• **REQUIRED ACTION**:
Please repeat every record exactly, leaving out any pictures.

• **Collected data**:
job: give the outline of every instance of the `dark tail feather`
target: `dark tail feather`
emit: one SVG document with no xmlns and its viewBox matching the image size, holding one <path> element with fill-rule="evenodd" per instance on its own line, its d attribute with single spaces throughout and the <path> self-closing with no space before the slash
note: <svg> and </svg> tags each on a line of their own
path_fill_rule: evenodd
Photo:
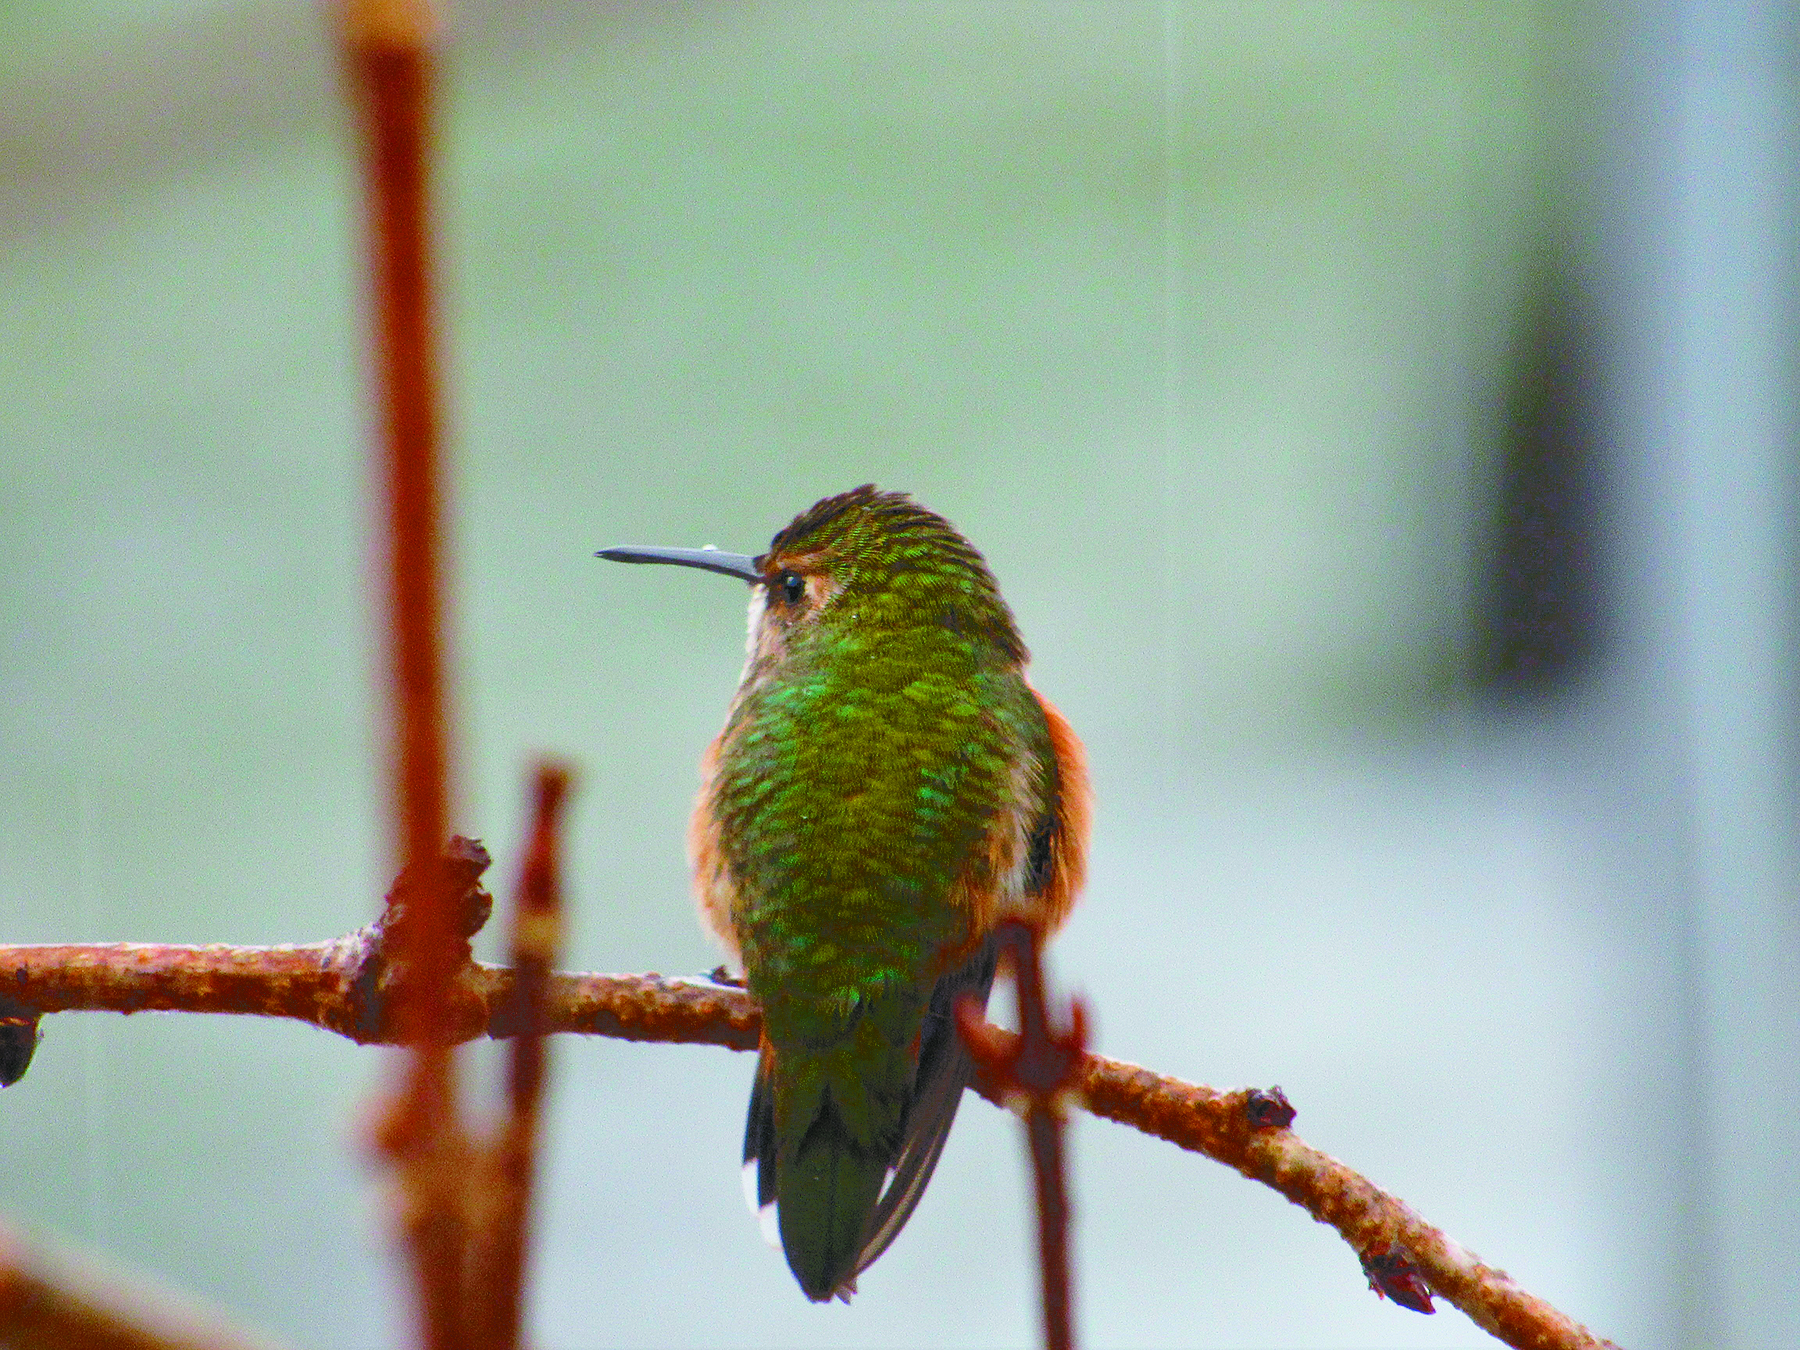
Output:
<svg viewBox="0 0 1800 1350">
<path fill-rule="evenodd" d="M 887 1158 L 858 1144 L 835 1106 L 813 1121 L 793 1159 L 781 1169 L 781 1245 L 800 1288 L 815 1302 L 856 1276 L 869 1213 L 887 1174 Z"/>
<path fill-rule="evenodd" d="M 974 956 L 940 979 L 931 991 L 931 1007 L 919 1036 L 919 1067 L 913 1075 L 912 1096 L 901 1126 L 900 1151 L 894 1158 L 893 1176 L 869 1220 L 869 1232 L 863 1239 L 856 1267 L 850 1272 L 852 1277 L 867 1270 L 900 1235 L 918 1208 L 925 1183 L 931 1180 L 932 1169 L 944 1152 L 963 1089 L 975 1076 L 975 1061 L 969 1058 L 968 1048 L 956 1033 L 956 1001 L 964 994 L 973 994 L 982 1007 L 987 1006 L 999 950 L 994 939 L 989 938 Z"/>
<path fill-rule="evenodd" d="M 775 1078 L 775 1056 L 765 1045 L 744 1123 L 744 1197 L 808 1298 L 848 1298 L 887 1153 L 858 1143 L 827 1095 L 777 1172 Z"/>
<path fill-rule="evenodd" d="M 775 1203 L 775 1057 L 766 1043 L 744 1121 L 744 1199 L 758 1216 Z"/>
<path fill-rule="evenodd" d="M 887 1250 L 918 1207 L 974 1076 L 974 1062 L 956 1033 L 956 1001 L 973 994 L 986 1006 L 997 957 L 990 940 L 932 990 L 895 1147 L 859 1141 L 827 1092 L 778 1174 L 776 1066 L 764 1045 L 744 1124 L 744 1193 L 765 1233 L 768 1207 L 776 1205 L 781 1246 L 808 1298 L 848 1297 L 857 1275 Z"/>
</svg>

• **OUTPUT**:
job: give the outline of every instance of the `dark tail feather`
target: `dark tail feather`
emit: one SVG document with no xmlns and its viewBox matching the image size, holding one <path> element with fill-rule="evenodd" per instance on its own line, its d attribute with single spaces throughout and the <path> self-closing with no space before the slash
note: <svg> and </svg> tags each on a line of their own
path_fill_rule: evenodd
Photo:
Output:
<svg viewBox="0 0 1800 1350">
<path fill-rule="evenodd" d="M 887 1158 L 858 1144 L 835 1106 L 813 1121 L 793 1159 L 781 1169 L 781 1245 L 800 1288 L 815 1302 L 856 1276 L 869 1213 L 887 1174 Z"/>
<path fill-rule="evenodd" d="M 974 956 L 940 979 L 931 991 L 931 1007 L 919 1036 L 919 1067 L 913 1075 L 912 1096 L 901 1126 L 900 1151 L 894 1158 L 893 1176 L 869 1220 L 869 1232 L 863 1239 L 856 1267 L 850 1272 L 852 1277 L 867 1270 L 900 1235 L 918 1208 L 925 1183 L 931 1180 L 932 1169 L 944 1152 L 963 1089 L 975 1076 L 975 1061 L 969 1058 L 968 1048 L 956 1033 L 956 1001 L 964 994 L 973 994 L 982 1007 L 987 1006 L 999 950 L 994 939 L 989 938 Z"/>
<path fill-rule="evenodd" d="M 775 1078 L 775 1056 L 765 1045 L 744 1123 L 744 1197 L 808 1298 L 848 1298 L 887 1153 L 858 1143 L 827 1095 L 777 1172 Z"/>
<path fill-rule="evenodd" d="M 775 1203 L 775 1057 L 766 1043 L 744 1121 L 744 1199 L 758 1216 Z"/>
<path fill-rule="evenodd" d="M 887 1250 L 918 1207 L 974 1076 L 974 1062 L 956 1033 L 956 1001 L 973 994 L 986 1006 L 997 957 L 990 940 L 932 990 L 895 1147 L 859 1141 L 827 1092 L 778 1174 L 776 1066 L 764 1045 L 744 1124 L 744 1193 L 765 1233 L 768 1207 L 776 1205 L 781 1246 L 808 1298 L 848 1297 L 857 1275 Z"/>
</svg>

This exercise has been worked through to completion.